* begin MATERIAL SHOWN *

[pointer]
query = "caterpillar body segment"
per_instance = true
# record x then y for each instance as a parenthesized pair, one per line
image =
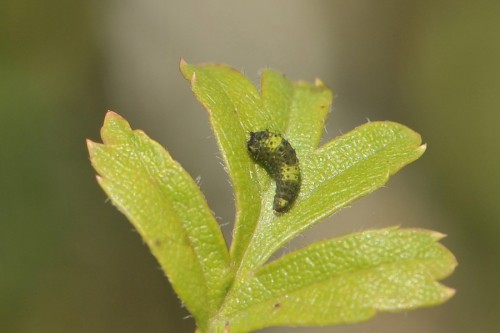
(277, 156)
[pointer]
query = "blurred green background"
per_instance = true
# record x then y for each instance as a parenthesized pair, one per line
(70, 262)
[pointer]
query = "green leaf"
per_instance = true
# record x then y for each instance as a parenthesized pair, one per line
(167, 208)
(332, 176)
(344, 280)
(336, 281)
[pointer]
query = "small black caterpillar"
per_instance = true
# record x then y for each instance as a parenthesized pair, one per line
(278, 157)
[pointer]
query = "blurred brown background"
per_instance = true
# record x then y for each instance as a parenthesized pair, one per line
(69, 262)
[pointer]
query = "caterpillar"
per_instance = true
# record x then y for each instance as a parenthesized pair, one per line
(278, 157)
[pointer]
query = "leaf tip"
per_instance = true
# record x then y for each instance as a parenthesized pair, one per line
(186, 70)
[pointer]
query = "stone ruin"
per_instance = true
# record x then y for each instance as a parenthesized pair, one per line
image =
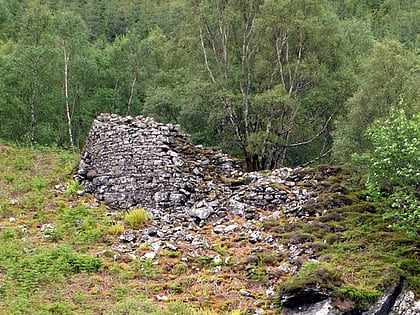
(137, 162)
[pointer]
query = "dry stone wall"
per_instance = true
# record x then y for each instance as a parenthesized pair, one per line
(129, 162)
(136, 161)
(196, 194)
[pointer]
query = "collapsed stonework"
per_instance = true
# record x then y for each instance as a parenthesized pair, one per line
(129, 162)
(195, 193)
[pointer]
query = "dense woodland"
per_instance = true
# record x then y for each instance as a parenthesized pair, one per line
(276, 82)
(273, 82)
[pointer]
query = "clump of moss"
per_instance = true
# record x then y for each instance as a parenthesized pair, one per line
(321, 276)
(137, 217)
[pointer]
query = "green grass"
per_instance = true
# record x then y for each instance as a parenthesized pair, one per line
(137, 217)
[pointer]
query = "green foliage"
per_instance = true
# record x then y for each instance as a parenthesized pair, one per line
(137, 217)
(321, 275)
(140, 306)
(45, 266)
(81, 223)
(362, 298)
(393, 168)
(73, 187)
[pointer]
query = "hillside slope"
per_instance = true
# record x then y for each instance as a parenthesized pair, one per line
(63, 252)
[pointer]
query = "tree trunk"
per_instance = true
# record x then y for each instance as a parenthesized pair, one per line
(66, 57)
(130, 99)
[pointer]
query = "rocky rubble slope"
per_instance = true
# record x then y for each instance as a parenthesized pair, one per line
(202, 203)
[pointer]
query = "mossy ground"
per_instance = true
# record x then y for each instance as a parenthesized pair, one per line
(56, 251)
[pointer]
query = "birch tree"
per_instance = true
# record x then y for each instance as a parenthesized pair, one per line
(72, 35)
(270, 67)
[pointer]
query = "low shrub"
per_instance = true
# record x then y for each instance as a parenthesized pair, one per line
(137, 217)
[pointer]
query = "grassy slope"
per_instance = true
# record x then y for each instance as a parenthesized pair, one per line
(49, 242)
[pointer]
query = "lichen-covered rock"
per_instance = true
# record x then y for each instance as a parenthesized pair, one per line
(194, 192)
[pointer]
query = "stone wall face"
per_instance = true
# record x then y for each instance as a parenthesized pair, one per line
(138, 162)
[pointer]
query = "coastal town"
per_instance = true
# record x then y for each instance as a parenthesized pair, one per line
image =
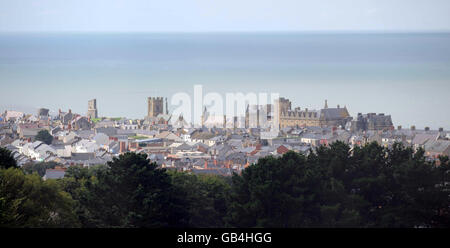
(215, 147)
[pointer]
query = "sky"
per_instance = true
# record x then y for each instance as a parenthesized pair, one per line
(223, 15)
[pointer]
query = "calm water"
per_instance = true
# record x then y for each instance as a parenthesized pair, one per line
(405, 75)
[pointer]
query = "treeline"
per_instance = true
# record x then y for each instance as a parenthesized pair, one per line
(333, 186)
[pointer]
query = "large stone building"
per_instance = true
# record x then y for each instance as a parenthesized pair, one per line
(92, 109)
(325, 117)
(298, 117)
(372, 121)
(156, 106)
(43, 113)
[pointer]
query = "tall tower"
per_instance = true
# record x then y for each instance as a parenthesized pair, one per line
(92, 109)
(155, 106)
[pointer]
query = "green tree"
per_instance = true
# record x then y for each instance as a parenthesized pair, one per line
(28, 201)
(44, 136)
(6, 159)
(39, 168)
(133, 192)
(204, 197)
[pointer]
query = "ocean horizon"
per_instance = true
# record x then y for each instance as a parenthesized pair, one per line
(405, 75)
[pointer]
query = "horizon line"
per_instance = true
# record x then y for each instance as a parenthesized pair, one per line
(228, 32)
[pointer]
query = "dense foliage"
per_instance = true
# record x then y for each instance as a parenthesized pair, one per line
(333, 186)
(39, 168)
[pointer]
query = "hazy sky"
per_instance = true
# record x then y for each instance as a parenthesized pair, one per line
(224, 15)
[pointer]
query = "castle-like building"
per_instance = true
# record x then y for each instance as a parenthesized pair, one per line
(288, 117)
(92, 109)
(325, 117)
(372, 121)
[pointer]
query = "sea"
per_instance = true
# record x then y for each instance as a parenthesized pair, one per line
(405, 75)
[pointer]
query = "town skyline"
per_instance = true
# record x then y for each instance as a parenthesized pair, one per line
(168, 109)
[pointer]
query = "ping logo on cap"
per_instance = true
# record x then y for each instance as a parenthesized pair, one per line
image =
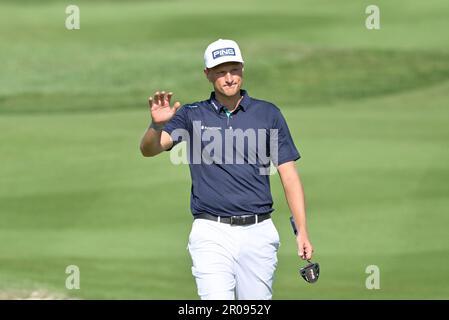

* end MATERIAL SHOWN *

Select every line of the data that contains the string "green" and copy each one out.

◆ THE RESULT:
query = "blurred green background"
query = "green leaf"
query = "green grass"
query = "green foliage"
query = "green tree"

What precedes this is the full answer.